(Excerpts from a dataset on object pointing)
● ● ● ●

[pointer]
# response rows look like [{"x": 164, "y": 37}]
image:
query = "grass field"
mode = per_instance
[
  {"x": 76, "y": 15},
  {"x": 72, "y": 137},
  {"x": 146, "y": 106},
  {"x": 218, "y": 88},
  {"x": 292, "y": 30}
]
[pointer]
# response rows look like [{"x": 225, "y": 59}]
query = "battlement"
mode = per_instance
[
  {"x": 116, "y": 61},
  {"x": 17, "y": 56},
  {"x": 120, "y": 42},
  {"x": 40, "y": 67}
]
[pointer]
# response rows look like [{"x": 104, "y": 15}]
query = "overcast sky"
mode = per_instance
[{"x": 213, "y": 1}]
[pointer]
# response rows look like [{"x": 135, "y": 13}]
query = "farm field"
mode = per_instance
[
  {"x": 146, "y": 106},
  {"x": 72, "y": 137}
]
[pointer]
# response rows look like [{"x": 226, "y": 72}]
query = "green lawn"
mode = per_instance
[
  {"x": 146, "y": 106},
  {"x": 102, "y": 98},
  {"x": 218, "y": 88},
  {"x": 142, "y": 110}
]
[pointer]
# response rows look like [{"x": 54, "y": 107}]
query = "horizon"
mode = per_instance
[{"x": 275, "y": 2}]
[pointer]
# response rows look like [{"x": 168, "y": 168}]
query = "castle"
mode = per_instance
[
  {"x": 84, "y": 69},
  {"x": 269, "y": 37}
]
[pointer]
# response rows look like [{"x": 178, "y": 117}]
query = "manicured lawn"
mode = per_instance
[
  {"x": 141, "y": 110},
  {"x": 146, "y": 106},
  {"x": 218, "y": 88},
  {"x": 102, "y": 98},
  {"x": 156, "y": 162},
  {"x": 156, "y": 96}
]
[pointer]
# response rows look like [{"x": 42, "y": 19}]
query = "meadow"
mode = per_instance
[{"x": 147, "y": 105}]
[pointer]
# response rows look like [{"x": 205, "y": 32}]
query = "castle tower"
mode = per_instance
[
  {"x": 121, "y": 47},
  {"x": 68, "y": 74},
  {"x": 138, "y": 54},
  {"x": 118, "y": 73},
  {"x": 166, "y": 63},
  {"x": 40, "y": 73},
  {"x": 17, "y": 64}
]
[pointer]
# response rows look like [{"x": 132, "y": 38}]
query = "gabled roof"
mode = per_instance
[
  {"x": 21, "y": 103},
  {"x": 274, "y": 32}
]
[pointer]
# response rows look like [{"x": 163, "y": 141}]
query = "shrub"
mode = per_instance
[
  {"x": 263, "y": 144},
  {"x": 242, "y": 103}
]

● ● ● ●

Exercise instructions: Locate each line in the material above that contains the word "lawn", and copy those lines.

Full response:
query = "green lawn"
query = "manicured lawn"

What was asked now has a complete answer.